Les métiers du care (aide-soignante, infirmière, femme de ménage…) – souvent dits « féminins » – jusqu’ici invisbilisés ont été au-devant de la scène pendant l’épidémie. Qu’espérez-vous pour ces métiers-là ?
Il y a un peu plus de deux ans, j’avais été soutenir les femmes de ménage de l’entreprise Onet, Gare du Nord. On avait alors assisté à un bel élan de solidarité, mais il n’était sans doute pas assez fort. Il est urgent que la situation change, et que les conditions de travail, précaires et difficiles de ces femmes, soient réévaluées. Ce sont dans ces corps de métier-là que beaucoup de femmes développent énormément de maladies à l’approche de la retraite. Certaines ne vont même pas aller jusque-là. Il faut impérativement que le gouvernement revalorise leur salaire.

**Données affichées**

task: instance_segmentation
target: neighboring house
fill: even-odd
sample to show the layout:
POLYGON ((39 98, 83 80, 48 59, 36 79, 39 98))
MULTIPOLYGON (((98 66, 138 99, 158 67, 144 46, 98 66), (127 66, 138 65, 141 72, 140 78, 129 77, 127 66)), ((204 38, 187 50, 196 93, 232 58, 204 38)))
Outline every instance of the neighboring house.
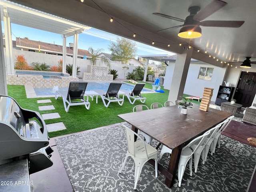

**Consigne A**
Recopiez mot pour mot, dans l'extrait sur les métiers du care, tout le passage allant de « Les métiers du » jusqu'à « ces métiers-là ? » inclus.
**Consigne B**
D'après l'extrait sur les métiers du care, quelle entreprise employait les femmes de ménage de la Gare du Nord qui avaient reçu le soutien de la personne interrogée ?
Les entrées forment un matériau distinct de l'extrait sur les métiers du care.

**Zone de réponse A**
Les métiers du care (aide-soignante, infirmière, femme de ménage…) – souvent dits « féminins » – jusqu’ici invisbilisés ont été au-devant de la scène pendant l’épidémie. Qu’espérez-vous pour ces métiers-là ?

**Zone de réponse B**
L'entreprise Onet.